▶ [RECORDS FOR PROCESSING]
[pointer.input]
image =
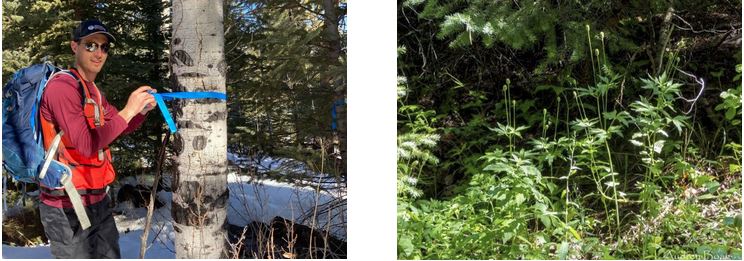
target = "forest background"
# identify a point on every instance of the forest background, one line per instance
(286, 68)
(569, 129)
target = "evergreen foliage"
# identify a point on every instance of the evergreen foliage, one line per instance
(608, 138)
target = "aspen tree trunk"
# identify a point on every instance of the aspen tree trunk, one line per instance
(200, 181)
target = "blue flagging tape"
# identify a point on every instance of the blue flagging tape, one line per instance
(160, 98)
(337, 103)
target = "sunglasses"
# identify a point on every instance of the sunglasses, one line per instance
(93, 46)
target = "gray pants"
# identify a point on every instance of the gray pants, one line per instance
(68, 240)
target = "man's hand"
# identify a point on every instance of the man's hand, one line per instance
(151, 105)
(137, 103)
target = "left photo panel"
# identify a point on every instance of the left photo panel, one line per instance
(174, 129)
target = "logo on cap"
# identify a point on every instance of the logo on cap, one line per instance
(96, 27)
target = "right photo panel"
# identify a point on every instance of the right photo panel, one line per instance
(569, 129)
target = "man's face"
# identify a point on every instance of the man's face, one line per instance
(91, 62)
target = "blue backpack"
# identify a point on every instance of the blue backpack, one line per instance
(24, 156)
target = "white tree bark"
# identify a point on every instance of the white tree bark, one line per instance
(200, 195)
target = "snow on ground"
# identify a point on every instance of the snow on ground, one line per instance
(250, 200)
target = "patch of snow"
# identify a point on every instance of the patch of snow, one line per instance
(250, 200)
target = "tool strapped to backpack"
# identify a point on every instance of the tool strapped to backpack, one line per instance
(35, 151)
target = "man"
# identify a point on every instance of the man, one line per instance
(89, 126)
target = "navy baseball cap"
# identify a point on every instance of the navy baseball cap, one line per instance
(90, 27)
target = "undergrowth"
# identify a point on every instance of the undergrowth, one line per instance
(585, 178)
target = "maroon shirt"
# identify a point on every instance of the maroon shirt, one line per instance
(61, 104)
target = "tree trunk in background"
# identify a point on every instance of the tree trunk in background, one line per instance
(200, 181)
(333, 39)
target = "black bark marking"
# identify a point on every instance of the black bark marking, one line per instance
(183, 57)
(197, 205)
(186, 124)
(192, 74)
(222, 68)
(199, 143)
(217, 116)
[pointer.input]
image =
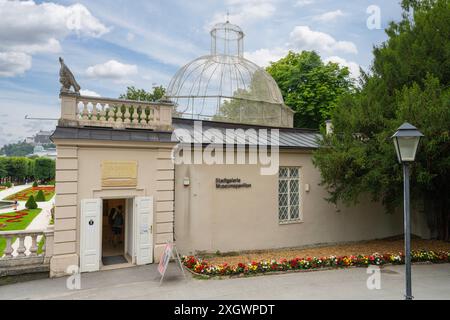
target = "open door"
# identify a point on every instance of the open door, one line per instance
(144, 230)
(90, 239)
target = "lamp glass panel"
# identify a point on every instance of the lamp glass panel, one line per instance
(408, 147)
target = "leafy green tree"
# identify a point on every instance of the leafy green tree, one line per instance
(20, 149)
(310, 87)
(143, 95)
(44, 169)
(40, 197)
(18, 168)
(3, 169)
(409, 81)
(31, 203)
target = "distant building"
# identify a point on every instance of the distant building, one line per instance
(42, 137)
(39, 151)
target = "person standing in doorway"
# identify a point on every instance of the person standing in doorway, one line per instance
(117, 225)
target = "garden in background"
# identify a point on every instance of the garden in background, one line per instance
(47, 194)
(18, 171)
(17, 220)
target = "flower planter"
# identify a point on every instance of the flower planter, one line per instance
(204, 269)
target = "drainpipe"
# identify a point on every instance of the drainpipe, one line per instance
(329, 127)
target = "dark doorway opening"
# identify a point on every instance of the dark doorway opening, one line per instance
(113, 232)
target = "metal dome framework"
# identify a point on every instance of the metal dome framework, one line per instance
(224, 86)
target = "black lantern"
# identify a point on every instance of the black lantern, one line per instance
(406, 141)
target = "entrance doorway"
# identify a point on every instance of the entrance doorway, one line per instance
(115, 241)
(114, 232)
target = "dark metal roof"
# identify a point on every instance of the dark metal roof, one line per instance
(288, 137)
(109, 134)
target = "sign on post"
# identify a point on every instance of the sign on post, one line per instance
(167, 254)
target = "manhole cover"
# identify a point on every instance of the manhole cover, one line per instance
(387, 271)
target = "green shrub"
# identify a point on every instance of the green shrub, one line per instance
(40, 197)
(31, 203)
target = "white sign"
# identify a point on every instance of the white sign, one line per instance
(165, 258)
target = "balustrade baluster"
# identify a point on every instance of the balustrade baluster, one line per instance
(8, 249)
(119, 114)
(135, 115)
(34, 246)
(21, 249)
(127, 115)
(94, 112)
(85, 112)
(111, 114)
(103, 113)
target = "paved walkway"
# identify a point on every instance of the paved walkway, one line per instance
(429, 282)
(40, 222)
(8, 192)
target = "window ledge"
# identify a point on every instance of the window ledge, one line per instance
(297, 221)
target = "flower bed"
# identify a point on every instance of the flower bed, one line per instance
(49, 192)
(202, 267)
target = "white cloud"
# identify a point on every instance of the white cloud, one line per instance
(112, 69)
(27, 28)
(329, 16)
(263, 57)
(89, 93)
(130, 36)
(303, 3)
(352, 66)
(14, 63)
(303, 38)
(244, 12)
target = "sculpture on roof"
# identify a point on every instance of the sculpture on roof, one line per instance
(67, 79)
(225, 86)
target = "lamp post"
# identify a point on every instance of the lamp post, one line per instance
(406, 140)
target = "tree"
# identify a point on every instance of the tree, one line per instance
(40, 197)
(3, 169)
(142, 95)
(409, 81)
(18, 168)
(44, 169)
(20, 149)
(310, 87)
(31, 203)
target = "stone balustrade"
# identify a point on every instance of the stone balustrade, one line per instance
(22, 247)
(77, 110)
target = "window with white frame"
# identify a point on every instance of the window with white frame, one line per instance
(289, 194)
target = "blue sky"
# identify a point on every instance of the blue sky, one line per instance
(110, 45)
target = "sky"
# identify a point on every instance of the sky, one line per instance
(112, 44)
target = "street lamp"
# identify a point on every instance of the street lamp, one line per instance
(406, 140)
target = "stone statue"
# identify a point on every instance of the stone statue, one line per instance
(67, 79)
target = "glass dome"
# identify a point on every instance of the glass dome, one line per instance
(224, 86)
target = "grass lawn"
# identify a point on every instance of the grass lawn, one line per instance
(49, 192)
(17, 220)
(363, 248)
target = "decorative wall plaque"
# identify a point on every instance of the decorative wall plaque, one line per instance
(231, 184)
(119, 173)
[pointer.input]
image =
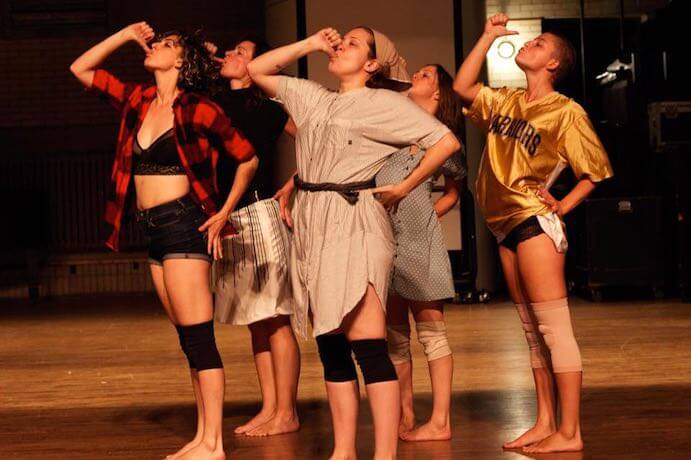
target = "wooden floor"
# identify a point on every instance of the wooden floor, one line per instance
(103, 378)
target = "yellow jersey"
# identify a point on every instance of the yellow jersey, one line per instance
(528, 145)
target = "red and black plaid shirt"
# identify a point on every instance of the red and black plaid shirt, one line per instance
(202, 131)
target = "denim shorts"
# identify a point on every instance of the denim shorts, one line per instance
(171, 229)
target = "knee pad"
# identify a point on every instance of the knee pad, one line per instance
(398, 339)
(336, 357)
(373, 358)
(432, 337)
(201, 346)
(538, 355)
(554, 323)
(183, 345)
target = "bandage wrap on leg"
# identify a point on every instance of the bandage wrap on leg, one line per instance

▶ [WRITTEN EXERCISE]
Please show every line above that contains the string "roof". Case counts.

▶ [SOLVED PROBLEM]
target = "dark metal roof"
# identify a point on every instance of the dark metal roof, one line per instance
target = "sculpture on roof"
# identify a point on every instance of the sculpture on roof, one line per instance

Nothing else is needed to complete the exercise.